** Begin **

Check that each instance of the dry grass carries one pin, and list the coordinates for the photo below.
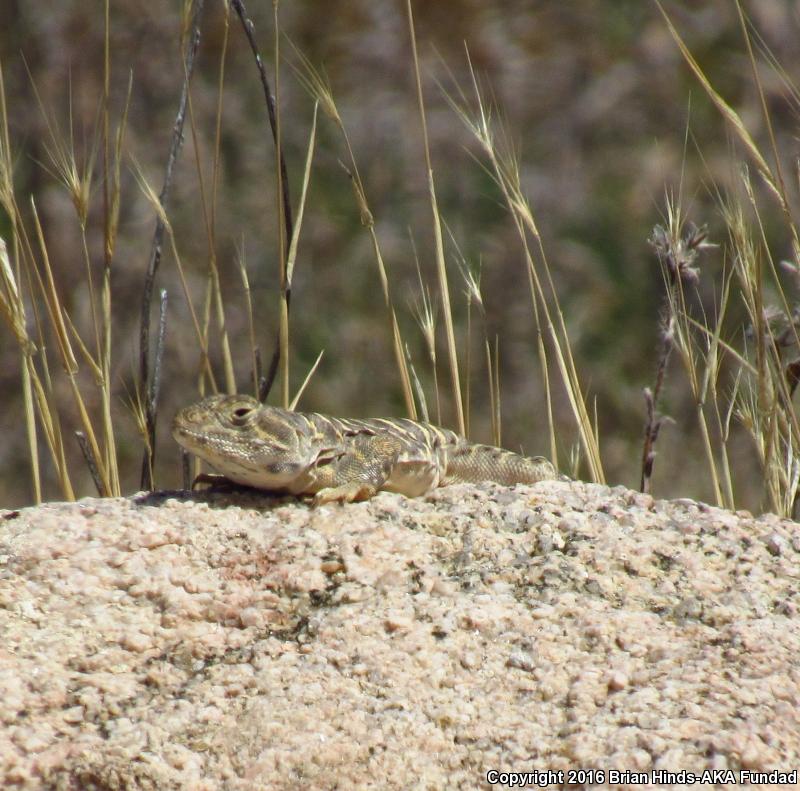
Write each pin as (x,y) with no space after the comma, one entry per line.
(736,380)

** End **
** Begin **

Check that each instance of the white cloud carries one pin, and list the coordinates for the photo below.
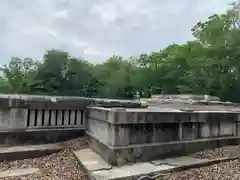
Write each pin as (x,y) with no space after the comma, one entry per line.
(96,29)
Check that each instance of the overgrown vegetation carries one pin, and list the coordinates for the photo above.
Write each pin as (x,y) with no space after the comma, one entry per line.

** End **

# Exercise task
Please count the lines of the records above containing the string "that", treating uppercase and lowercase as different, and reply with the number alone.

# Problem solution
3